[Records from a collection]
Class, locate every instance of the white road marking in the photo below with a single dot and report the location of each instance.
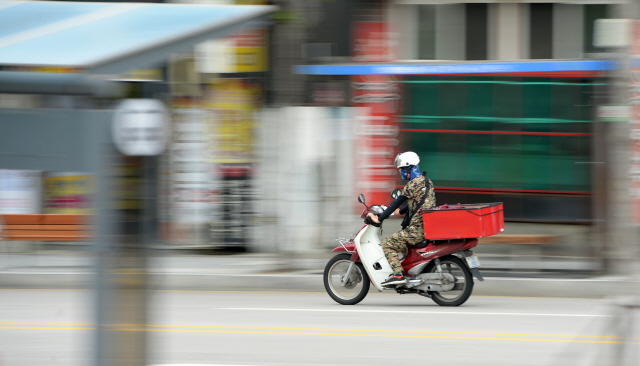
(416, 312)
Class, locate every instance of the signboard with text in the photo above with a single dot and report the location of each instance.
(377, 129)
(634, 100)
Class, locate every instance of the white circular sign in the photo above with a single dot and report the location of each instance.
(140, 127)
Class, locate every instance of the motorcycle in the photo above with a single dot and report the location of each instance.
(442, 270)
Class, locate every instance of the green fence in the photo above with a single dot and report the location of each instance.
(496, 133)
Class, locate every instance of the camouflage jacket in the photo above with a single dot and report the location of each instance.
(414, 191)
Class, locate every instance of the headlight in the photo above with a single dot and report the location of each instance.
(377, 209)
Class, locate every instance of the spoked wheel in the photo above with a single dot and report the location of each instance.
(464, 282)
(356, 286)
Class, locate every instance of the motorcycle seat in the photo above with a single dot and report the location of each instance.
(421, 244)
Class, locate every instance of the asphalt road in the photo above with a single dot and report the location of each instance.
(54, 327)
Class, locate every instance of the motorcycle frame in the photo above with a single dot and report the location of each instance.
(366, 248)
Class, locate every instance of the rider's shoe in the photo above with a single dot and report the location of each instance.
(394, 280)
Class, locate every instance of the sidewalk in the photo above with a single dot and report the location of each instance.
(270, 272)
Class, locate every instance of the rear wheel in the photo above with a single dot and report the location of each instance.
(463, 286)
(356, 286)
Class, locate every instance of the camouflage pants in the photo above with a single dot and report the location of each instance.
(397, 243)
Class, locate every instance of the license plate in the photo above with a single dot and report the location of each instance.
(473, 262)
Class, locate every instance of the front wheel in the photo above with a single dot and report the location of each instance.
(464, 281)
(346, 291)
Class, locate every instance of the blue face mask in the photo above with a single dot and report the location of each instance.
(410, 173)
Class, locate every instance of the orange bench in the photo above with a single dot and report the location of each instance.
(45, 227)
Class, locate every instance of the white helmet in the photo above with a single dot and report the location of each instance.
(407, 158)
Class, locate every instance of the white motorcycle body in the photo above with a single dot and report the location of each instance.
---
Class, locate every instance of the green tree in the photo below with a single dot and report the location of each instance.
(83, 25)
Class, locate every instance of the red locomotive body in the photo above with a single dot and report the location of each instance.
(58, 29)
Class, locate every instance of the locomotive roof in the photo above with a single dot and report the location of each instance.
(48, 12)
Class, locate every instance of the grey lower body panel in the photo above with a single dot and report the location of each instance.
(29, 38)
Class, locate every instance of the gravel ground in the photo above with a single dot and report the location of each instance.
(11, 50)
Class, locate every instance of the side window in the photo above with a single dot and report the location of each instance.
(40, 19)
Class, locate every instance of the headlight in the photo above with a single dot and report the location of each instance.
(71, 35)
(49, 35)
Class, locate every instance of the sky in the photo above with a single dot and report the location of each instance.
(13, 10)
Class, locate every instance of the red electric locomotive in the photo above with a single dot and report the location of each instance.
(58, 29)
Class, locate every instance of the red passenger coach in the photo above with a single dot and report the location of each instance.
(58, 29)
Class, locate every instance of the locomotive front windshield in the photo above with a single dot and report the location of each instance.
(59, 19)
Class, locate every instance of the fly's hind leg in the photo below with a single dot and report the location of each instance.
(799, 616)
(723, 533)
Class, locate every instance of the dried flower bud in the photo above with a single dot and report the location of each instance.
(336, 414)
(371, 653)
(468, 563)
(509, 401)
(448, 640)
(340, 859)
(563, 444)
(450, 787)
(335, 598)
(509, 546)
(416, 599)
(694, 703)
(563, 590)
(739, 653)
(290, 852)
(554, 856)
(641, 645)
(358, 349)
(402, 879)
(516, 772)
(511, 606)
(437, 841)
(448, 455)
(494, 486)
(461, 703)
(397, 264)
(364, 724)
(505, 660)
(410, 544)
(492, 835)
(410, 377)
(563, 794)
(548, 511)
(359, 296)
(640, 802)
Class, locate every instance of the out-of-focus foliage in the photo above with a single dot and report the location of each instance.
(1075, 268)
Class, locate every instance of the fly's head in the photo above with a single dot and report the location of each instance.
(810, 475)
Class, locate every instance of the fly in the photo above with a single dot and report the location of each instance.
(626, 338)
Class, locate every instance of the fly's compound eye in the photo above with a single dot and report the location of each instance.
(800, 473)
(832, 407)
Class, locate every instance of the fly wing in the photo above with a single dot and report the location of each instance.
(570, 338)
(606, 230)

▶ _What needs to be done_
Could you transcribe the entries above word for word, from the line with "Class, locate every instance of the white helmet" down to the line with "Class, locate every instance of the white motorcycle", keeping both?

▶ _Completed task_
Class, locate every instance of the white helmet in the photo above with a single dot and report the location of each instance.
(407, 158)
Class, locate every instance of the white motorcycle body in the photo above with a single dot and report the location of each instance.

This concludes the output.